* _Passage shown_

— Start —

Re: [PATCH 4/4] KVM: nVMX: Do not generate #DF if #PF happens during exception delivery into L2

Gleb Natapov <gleb@xxxxxxxxxx> · Wed, 25 Sep 2013 15:21:45 +0300



On Wed, Sep 25, 2013 at 02:08:09PM +0200, Paolo Bonzini wrote:
> Il 25/09/2013 13:51, Gleb Natapov ha scritto:
> > On Wed, Sep 25, 2013 at 01:24:49PM +0200, Paolo Bonzini wrote:
> >> Il 25/09/2013 11:51, Gleb Natapov ha scritto:
> >>> @@ -7773,6 +7787,9 @@ static void prepare_vmcs02(struct kvm_vcpu *vcpu, struct vmcs12 *vmcs12)
> >>>  	kvm_set_cr3(vcpu, vmcs12->guest_cr3);
> >>>  	kvm_mmu_reset_context(vcpu);
> >>>  
> >>> +	if (!enable_ept)
> >>> +		vcpu->arch.walk_mmu->inject_page_fault = vmx_inject_page_fault_nested;
> >>> +
> >>>  	/*
> >>>  	 * L1 may access the L2's PDPTR, so save them to construct vmcs12
> >>>  	 */
> >>> @@ -8232,6 +8249,9 @@ static void load_vmcs12_host_state(struct kvm_vcpu *vcpu,
> >>>  	kvm_set_cr3(vcpu, vmcs12->host_cr3);
> >>>  	kvm_mmu_reset_context(vcpu);
> >>>  
> >>> +	if (!enable_ept)
> >>> +		vcpu->arch.walk_mmu->inject_page_fault = kvm_inject_page_fault;
> >>
> >> This is strictly speaking not needed, because kvm_mmu_reset_context
> >> takes care of it.
> >>
> > Yeah, but better make it explicit, it does not hurt but make it more
> > clear what is going on. Or at least add comment above
> > kvm_mmu_reset_context() about this side effect.
> 
> Yes, I agree the code is cleaner like you wrote it.

— End —

* _Data section_
— Start —

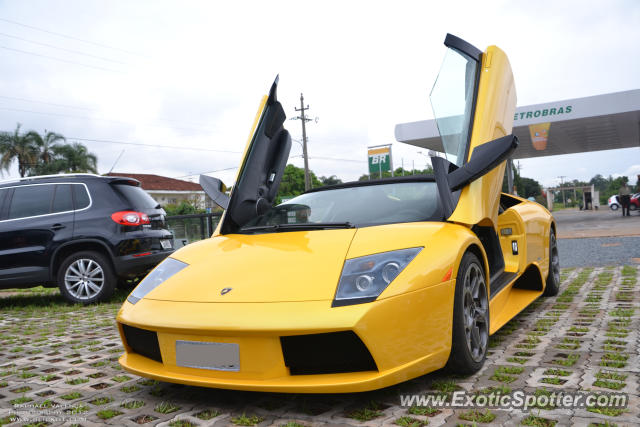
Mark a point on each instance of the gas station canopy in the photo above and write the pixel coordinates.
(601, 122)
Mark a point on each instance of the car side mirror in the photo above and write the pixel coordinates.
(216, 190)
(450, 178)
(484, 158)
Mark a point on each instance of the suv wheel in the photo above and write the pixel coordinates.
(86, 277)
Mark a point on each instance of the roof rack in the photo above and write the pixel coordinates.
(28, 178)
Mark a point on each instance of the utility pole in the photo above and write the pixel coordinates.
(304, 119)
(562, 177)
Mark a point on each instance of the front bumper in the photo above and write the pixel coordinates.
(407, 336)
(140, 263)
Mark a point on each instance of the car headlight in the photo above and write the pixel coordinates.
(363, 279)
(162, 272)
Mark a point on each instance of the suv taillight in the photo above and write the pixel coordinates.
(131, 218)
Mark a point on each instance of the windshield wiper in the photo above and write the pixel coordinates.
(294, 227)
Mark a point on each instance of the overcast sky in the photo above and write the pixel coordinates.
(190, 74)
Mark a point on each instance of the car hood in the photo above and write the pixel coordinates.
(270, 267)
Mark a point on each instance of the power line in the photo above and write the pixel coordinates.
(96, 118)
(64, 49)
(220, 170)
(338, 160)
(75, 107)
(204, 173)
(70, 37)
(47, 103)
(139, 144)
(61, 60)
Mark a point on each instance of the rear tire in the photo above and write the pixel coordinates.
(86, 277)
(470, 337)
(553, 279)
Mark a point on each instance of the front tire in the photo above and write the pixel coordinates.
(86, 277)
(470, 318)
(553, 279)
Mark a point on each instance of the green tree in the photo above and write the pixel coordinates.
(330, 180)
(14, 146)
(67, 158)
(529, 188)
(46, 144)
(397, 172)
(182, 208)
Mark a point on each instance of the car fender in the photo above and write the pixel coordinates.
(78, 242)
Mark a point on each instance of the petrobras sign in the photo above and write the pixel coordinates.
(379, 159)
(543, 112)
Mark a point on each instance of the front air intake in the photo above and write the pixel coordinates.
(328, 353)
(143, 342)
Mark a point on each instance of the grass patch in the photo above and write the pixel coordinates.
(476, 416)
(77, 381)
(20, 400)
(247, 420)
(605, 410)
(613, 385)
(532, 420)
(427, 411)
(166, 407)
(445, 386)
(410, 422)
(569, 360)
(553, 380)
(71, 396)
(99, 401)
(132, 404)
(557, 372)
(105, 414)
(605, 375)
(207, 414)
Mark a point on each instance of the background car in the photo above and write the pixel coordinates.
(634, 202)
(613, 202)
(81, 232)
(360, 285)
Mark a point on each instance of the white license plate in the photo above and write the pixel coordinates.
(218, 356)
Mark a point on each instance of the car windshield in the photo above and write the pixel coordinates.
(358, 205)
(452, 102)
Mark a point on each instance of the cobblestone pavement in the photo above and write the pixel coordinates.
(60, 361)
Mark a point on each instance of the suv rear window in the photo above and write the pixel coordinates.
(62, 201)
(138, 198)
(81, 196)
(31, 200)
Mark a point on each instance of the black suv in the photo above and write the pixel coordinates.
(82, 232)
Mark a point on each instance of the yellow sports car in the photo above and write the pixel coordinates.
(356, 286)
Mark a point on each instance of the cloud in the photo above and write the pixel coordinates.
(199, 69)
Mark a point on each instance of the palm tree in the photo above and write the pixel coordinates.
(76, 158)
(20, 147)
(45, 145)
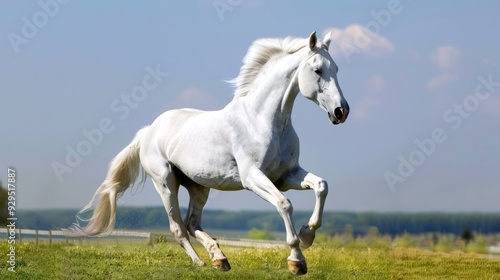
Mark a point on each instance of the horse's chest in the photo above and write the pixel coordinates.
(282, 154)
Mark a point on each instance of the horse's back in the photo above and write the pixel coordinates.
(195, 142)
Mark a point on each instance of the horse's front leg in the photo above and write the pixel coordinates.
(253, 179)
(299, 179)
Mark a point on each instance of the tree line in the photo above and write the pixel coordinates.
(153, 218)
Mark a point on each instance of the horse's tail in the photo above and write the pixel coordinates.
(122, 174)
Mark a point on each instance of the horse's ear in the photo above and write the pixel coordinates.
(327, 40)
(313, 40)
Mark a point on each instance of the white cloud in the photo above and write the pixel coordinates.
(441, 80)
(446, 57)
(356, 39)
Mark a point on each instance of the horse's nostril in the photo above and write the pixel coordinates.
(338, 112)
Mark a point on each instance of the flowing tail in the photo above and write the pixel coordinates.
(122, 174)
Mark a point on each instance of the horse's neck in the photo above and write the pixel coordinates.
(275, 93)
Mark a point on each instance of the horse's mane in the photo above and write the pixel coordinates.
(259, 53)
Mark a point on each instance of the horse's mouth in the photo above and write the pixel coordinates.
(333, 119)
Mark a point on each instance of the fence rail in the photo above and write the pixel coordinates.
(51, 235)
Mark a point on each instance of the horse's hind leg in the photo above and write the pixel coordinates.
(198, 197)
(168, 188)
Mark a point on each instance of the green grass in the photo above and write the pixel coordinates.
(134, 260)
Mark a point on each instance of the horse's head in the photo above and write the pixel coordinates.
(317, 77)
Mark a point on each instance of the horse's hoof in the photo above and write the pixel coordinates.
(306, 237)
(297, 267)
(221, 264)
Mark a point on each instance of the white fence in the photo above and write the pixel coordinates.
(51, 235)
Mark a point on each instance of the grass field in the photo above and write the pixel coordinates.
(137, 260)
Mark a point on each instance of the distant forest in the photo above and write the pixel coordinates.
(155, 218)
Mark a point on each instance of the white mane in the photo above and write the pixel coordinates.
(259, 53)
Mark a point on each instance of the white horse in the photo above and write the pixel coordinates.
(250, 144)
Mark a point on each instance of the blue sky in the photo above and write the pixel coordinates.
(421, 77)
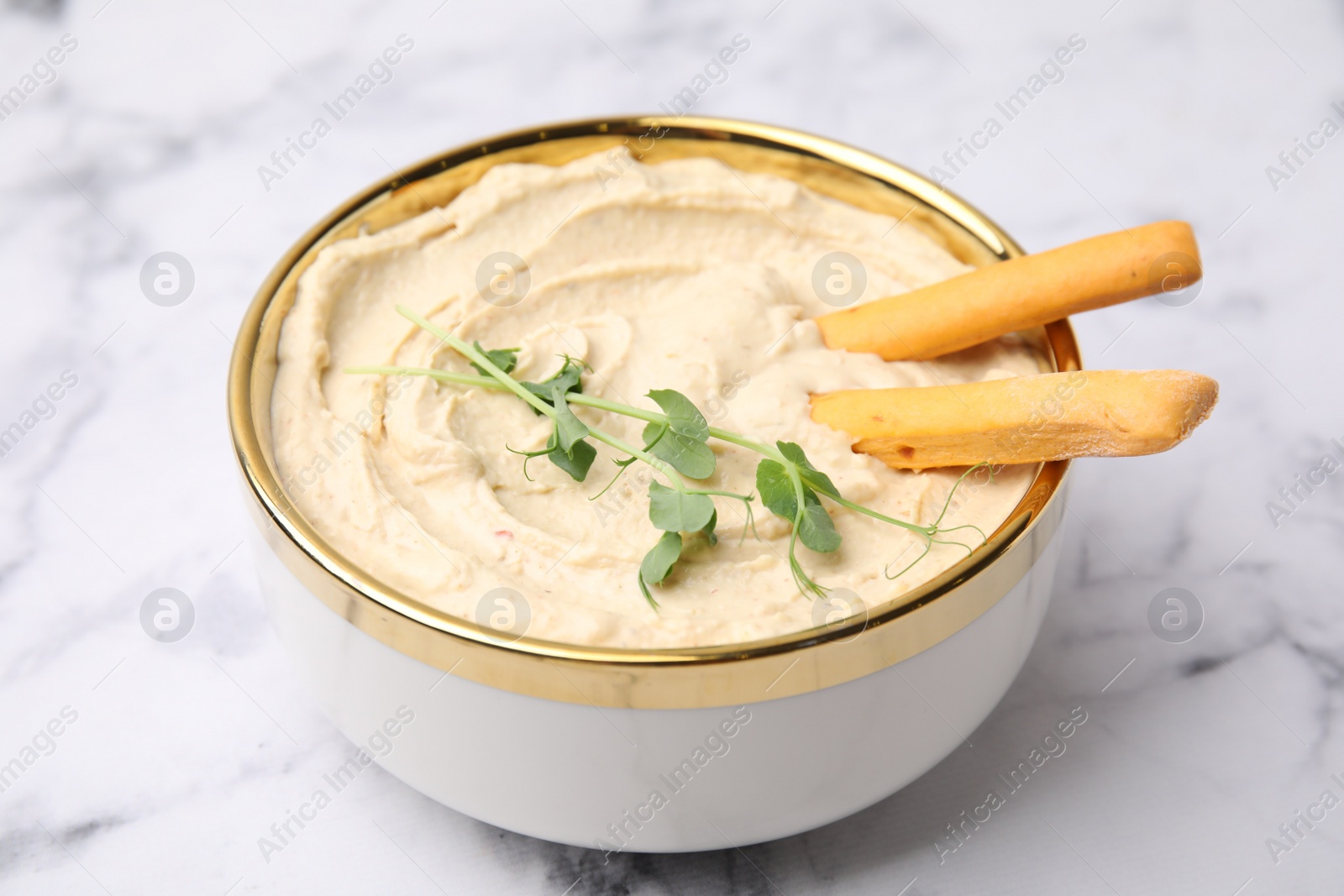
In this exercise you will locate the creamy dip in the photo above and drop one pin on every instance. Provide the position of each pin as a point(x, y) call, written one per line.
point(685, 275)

— End —

* _Directives_
a) Write out everything in the patch discussion from "Gleb Natapov <gleb@xxxxxxxxxx>" down to "struct vmcs12 *vmcs12)".
b) Find each line of the entries that contains the word "front", and copy those lines.
The entries bear no relation to the patch discussion.

* _Responses per task_
a)
Gleb Natapov <gleb@xxxxxxxxxx> · Wed, 25 Sep 2013 15:21:45 +0300



On Wed, Sep 25, 2013 at 02:08:09PM +0200, Paolo Bonzini wrote:
> Il 25/09/2013 13:51, Gleb Natapov ha scritto:
> > On Wed, Sep 25, 2013 at 01:24:49PM +0200, Paolo Bonzini wrote:
> >> Il 25/09/2013 11:51, Gleb Natapov ha scritto:
> >>> @@ -7773,6 +7787,9 @@ static void prepare_vmcs02(struct kvm_vcpu *vcpu, struct vmcs12 *vmcs12)

b)
Mark a point on each instance of the front bumper in the photo above and write the pixel coordinates.
Mark a point on each instance of the front tire in the photo above and write the pixel coordinates.
Mark a point on each instance of the front air intake in the photo above and write the pixel coordinates.
Mark a point on each instance of the horse's front leg in the photo above and write the pixel coordinates.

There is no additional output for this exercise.